====== PAGE TEXT

Usually a sign that demand is weak and they are trying to get money from anyone.!
May tank on the first day.


----------



## springhill (5 October 2012)

notting said:


> Usually a sign that demand is weak and they are trying to get money from anyone.!
> May tank on the first day.




Not according to Clark Dudley, originally the float wasn't travelling too well, as soon as Sirius exploded demand for the BOA float went through the roof.
What is SIR's price at now? Last price I saw was $2.77.
With land next door would be mightily suprised if it tanked.


----------



## notting (5 October 2012)

Oh that's good.
So why would you get your full allocation plus bonus if there is sooo much demand?


----------



## springhill (5 October 2012)

notting said:


> Oh that's good.
> So why would you get your full alocation plus bonus if there is sooo much demand?




I will leave that to your imagination.

============
====== DATASET CONTENT

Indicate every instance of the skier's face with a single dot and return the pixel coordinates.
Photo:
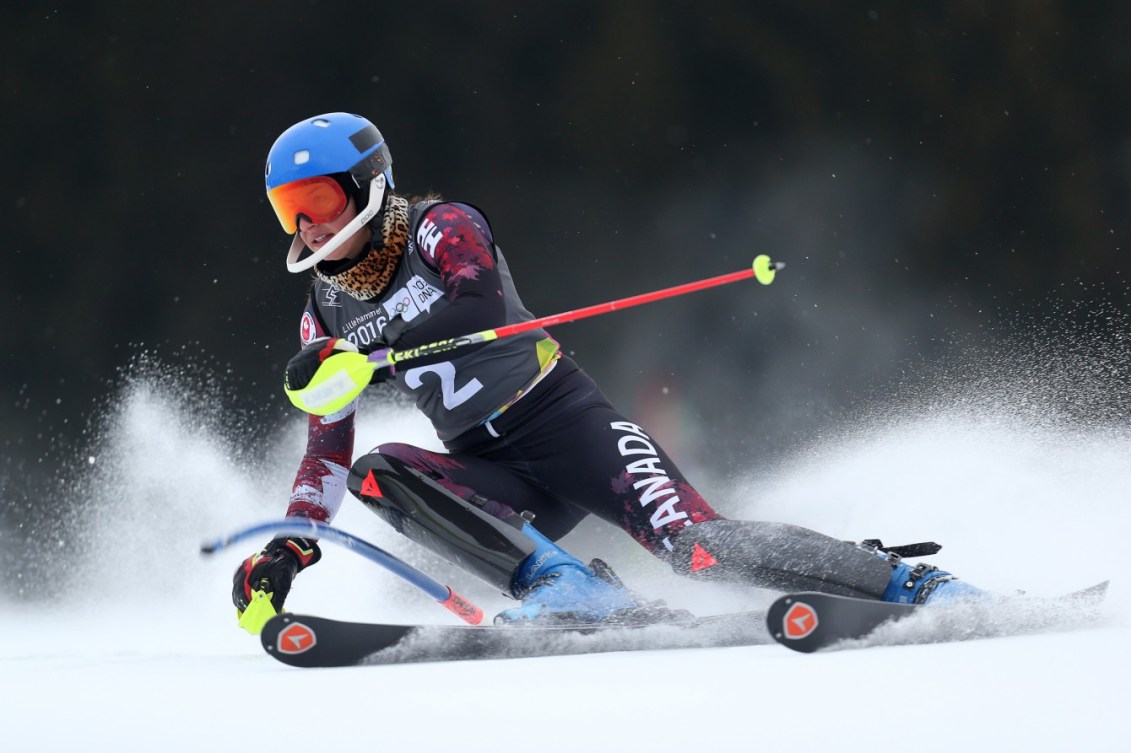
(318, 234)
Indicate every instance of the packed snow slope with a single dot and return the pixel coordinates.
(139, 650)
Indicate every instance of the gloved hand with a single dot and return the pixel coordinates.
(270, 572)
(302, 365)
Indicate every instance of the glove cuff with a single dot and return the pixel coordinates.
(304, 551)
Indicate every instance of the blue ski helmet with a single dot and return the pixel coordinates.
(325, 145)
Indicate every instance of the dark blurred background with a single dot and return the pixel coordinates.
(927, 171)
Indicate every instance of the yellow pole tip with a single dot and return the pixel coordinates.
(765, 269)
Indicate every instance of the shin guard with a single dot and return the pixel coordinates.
(441, 521)
(778, 556)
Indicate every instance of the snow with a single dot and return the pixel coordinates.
(146, 656)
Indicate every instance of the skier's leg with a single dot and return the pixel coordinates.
(433, 499)
(614, 469)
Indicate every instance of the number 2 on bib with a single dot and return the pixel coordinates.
(452, 397)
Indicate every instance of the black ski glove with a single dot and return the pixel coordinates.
(302, 365)
(273, 569)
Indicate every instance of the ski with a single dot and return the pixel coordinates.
(810, 621)
(311, 641)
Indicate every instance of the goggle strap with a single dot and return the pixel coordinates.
(376, 195)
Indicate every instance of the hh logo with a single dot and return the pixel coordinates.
(295, 639)
(800, 621)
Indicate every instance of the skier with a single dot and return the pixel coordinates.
(533, 447)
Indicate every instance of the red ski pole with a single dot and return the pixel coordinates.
(344, 375)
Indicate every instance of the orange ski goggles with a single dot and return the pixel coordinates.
(319, 198)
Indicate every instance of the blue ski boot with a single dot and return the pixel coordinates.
(926, 585)
(557, 588)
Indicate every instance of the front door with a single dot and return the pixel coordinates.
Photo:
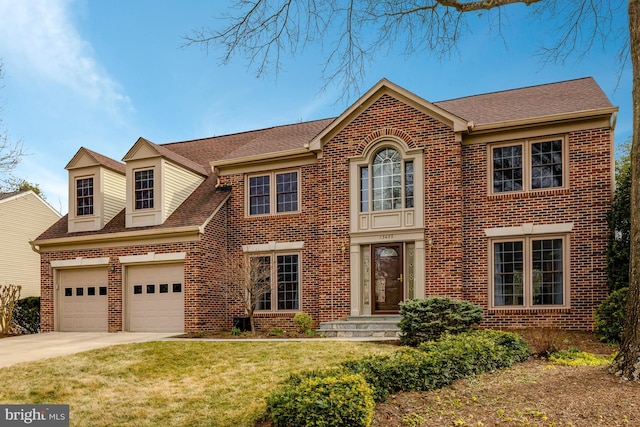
(387, 279)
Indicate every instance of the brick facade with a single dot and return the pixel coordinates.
(458, 208)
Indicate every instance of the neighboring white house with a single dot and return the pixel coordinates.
(23, 216)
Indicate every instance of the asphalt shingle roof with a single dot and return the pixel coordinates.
(485, 109)
(530, 102)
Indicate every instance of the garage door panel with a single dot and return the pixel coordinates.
(83, 305)
(155, 298)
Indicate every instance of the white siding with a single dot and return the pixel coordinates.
(178, 185)
(115, 194)
(22, 218)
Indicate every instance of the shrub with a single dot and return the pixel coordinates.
(574, 357)
(26, 315)
(334, 400)
(435, 364)
(428, 319)
(303, 322)
(609, 316)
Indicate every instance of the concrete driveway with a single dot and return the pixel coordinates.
(27, 348)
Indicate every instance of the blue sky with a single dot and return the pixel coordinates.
(100, 74)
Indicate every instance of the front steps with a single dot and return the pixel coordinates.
(362, 326)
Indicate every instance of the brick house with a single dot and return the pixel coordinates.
(499, 199)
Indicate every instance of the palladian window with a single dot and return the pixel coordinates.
(387, 183)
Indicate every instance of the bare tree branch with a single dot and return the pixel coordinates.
(11, 153)
(249, 280)
(353, 33)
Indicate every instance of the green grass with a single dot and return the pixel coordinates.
(171, 383)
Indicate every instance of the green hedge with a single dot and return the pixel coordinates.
(344, 396)
(610, 315)
(436, 364)
(26, 315)
(333, 399)
(428, 319)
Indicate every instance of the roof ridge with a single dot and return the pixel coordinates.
(513, 89)
(245, 132)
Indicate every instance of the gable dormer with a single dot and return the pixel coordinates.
(96, 190)
(158, 181)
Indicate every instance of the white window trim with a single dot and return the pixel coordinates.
(526, 229)
(526, 164)
(155, 189)
(527, 266)
(80, 262)
(394, 219)
(273, 198)
(273, 254)
(75, 196)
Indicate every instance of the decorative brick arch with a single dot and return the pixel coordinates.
(385, 132)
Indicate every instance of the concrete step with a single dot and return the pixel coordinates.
(362, 326)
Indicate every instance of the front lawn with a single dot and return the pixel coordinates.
(171, 383)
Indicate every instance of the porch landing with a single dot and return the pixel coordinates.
(362, 326)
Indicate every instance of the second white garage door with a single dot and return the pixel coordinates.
(155, 298)
(82, 300)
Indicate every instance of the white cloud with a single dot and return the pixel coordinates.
(39, 38)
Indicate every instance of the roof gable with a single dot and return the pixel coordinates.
(580, 98)
(145, 149)
(88, 158)
(385, 87)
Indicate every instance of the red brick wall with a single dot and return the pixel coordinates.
(443, 199)
(293, 227)
(457, 210)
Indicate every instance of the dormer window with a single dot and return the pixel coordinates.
(84, 196)
(387, 183)
(144, 186)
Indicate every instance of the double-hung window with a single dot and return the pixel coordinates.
(275, 192)
(528, 165)
(529, 272)
(84, 196)
(284, 280)
(144, 186)
(387, 182)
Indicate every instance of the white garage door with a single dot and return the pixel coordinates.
(155, 298)
(82, 297)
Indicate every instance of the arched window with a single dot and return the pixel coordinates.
(387, 183)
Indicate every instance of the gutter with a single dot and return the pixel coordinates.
(536, 120)
(262, 158)
(116, 237)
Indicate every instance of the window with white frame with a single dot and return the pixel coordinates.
(144, 186)
(275, 192)
(529, 272)
(284, 293)
(84, 196)
(387, 182)
(528, 165)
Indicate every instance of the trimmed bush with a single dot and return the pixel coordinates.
(435, 364)
(332, 400)
(303, 322)
(428, 319)
(26, 315)
(610, 315)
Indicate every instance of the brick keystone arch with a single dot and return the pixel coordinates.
(385, 132)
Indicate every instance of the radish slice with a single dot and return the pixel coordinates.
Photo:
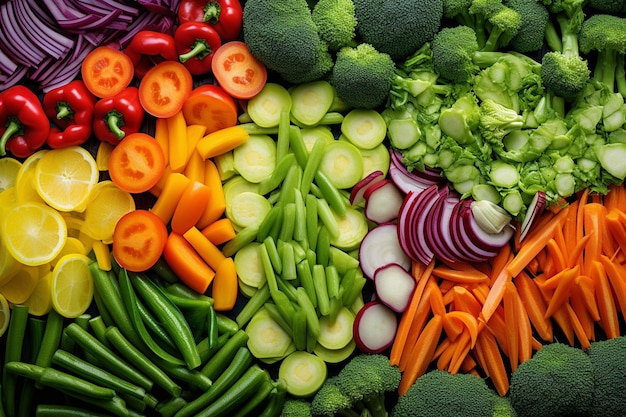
(382, 201)
(394, 286)
(356, 195)
(535, 208)
(381, 247)
(375, 327)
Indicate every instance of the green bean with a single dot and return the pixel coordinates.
(107, 358)
(13, 352)
(141, 361)
(170, 316)
(242, 361)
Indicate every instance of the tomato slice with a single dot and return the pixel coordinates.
(209, 105)
(137, 163)
(138, 240)
(237, 71)
(165, 88)
(106, 71)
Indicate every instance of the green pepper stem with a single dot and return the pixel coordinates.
(115, 121)
(13, 128)
(199, 49)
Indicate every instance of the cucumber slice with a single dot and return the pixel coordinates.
(352, 229)
(338, 333)
(311, 101)
(310, 135)
(255, 160)
(248, 209)
(366, 129)
(303, 373)
(266, 339)
(249, 267)
(342, 163)
(335, 355)
(264, 109)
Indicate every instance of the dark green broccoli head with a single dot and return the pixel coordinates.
(603, 32)
(362, 76)
(453, 50)
(336, 22)
(608, 358)
(440, 393)
(534, 21)
(399, 27)
(296, 408)
(557, 381)
(281, 34)
(565, 75)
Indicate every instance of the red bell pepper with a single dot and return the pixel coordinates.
(24, 126)
(70, 107)
(226, 16)
(196, 43)
(118, 116)
(148, 48)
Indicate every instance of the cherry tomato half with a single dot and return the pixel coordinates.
(237, 71)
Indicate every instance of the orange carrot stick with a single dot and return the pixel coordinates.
(422, 353)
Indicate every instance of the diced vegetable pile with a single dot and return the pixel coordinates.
(313, 208)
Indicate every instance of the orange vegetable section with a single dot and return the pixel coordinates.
(565, 281)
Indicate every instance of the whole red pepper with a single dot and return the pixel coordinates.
(70, 107)
(148, 48)
(196, 43)
(118, 116)
(24, 126)
(225, 16)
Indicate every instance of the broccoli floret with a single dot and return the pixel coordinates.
(283, 36)
(557, 381)
(336, 22)
(606, 34)
(534, 21)
(608, 358)
(565, 71)
(295, 407)
(399, 27)
(362, 76)
(440, 393)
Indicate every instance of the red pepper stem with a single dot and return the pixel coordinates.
(13, 127)
(199, 49)
(212, 12)
(114, 121)
(64, 111)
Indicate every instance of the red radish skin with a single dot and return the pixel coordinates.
(381, 247)
(394, 286)
(358, 191)
(382, 201)
(374, 327)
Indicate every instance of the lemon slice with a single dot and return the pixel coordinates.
(33, 233)
(72, 285)
(5, 314)
(40, 301)
(21, 286)
(9, 167)
(65, 177)
(108, 204)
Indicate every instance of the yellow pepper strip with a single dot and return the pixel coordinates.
(166, 202)
(221, 141)
(177, 142)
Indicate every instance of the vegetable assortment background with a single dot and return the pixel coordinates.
(333, 207)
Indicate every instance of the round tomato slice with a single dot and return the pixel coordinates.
(106, 71)
(137, 163)
(210, 106)
(165, 88)
(138, 240)
(237, 71)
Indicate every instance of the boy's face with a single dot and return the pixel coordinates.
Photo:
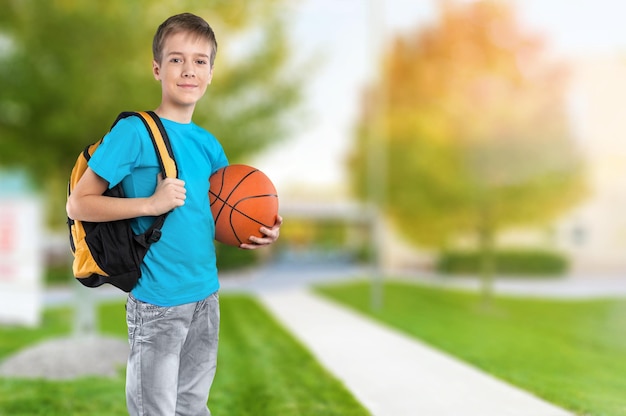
(185, 70)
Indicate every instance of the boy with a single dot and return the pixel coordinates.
(173, 312)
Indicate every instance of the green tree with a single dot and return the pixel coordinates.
(475, 129)
(67, 68)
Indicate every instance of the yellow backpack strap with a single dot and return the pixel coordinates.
(160, 140)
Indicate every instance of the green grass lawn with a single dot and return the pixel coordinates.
(571, 353)
(262, 371)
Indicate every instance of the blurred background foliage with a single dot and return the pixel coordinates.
(67, 68)
(473, 116)
(475, 128)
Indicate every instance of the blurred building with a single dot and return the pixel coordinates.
(594, 234)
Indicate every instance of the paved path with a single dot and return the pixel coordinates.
(392, 374)
(389, 373)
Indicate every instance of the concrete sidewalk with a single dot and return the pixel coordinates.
(392, 374)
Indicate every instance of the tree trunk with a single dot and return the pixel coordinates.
(487, 254)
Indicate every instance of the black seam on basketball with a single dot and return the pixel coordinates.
(235, 209)
(225, 201)
(217, 216)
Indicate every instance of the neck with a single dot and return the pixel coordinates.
(178, 114)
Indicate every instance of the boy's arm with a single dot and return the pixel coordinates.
(86, 202)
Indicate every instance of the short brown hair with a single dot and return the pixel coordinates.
(184, 22)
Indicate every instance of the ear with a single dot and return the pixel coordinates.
(156, 70)
(210, 76)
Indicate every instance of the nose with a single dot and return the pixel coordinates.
(188, 71)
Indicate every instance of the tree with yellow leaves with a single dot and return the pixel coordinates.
(474, 122)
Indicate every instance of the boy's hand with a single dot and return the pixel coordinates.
(271, 235)
(169, 194)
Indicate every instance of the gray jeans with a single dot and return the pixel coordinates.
(173, 357)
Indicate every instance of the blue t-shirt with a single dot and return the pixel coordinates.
(179, 268)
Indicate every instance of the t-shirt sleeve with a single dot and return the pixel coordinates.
(219, 159)
(119, 152)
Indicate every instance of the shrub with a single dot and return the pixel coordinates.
(507, 262)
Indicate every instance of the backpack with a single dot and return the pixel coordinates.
(109, 252)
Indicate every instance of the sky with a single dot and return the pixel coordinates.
(332, 37)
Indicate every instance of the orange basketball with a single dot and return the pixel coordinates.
(243, 199)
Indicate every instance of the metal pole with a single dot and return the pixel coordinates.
(376, 147)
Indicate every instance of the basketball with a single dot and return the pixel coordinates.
(242, 199)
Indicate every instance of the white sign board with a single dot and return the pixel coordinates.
(21, 263)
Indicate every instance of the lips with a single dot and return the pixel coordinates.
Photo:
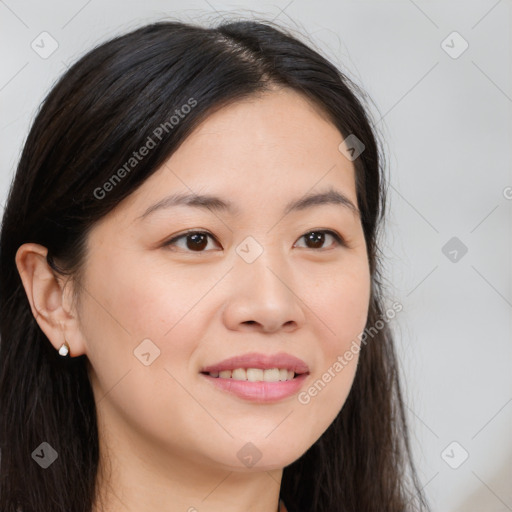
(262, 361)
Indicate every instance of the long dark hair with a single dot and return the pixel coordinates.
(102, 110)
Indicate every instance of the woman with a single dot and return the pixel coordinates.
(192, 312)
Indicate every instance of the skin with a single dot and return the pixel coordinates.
(168, 438)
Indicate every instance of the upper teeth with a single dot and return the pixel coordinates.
(256, 374)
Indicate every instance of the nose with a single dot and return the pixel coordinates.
(263, 296)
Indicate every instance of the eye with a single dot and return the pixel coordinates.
(196, 241)
(317, 237)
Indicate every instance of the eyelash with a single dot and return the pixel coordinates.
(340, 241)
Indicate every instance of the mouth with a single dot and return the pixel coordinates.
(256, 374)
(258, 377)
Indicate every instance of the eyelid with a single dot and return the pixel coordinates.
(340, 240)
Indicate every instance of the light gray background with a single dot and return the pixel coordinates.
(447, 126)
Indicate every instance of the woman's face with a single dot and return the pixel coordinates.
(255, 279)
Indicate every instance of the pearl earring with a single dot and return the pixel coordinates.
(64, 349)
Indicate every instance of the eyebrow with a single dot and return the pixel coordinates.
(210, 202)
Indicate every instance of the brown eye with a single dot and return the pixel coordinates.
(195, 241)
(315, 239)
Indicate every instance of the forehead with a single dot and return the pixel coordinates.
(260, 152)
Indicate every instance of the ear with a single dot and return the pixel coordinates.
(49, 298)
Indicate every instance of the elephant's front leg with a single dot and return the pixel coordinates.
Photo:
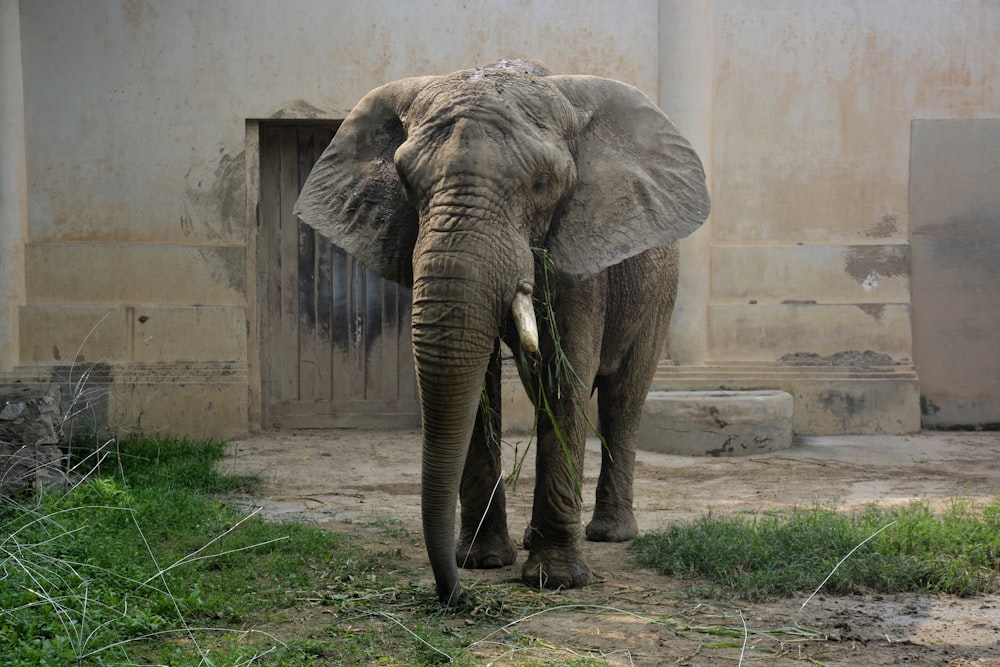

============

** GIVEN TASK **
In the forum thread about the BOA float, what last price for SIR does springhill say they saw?

** OUTPUT OF THE TASK **
$2.77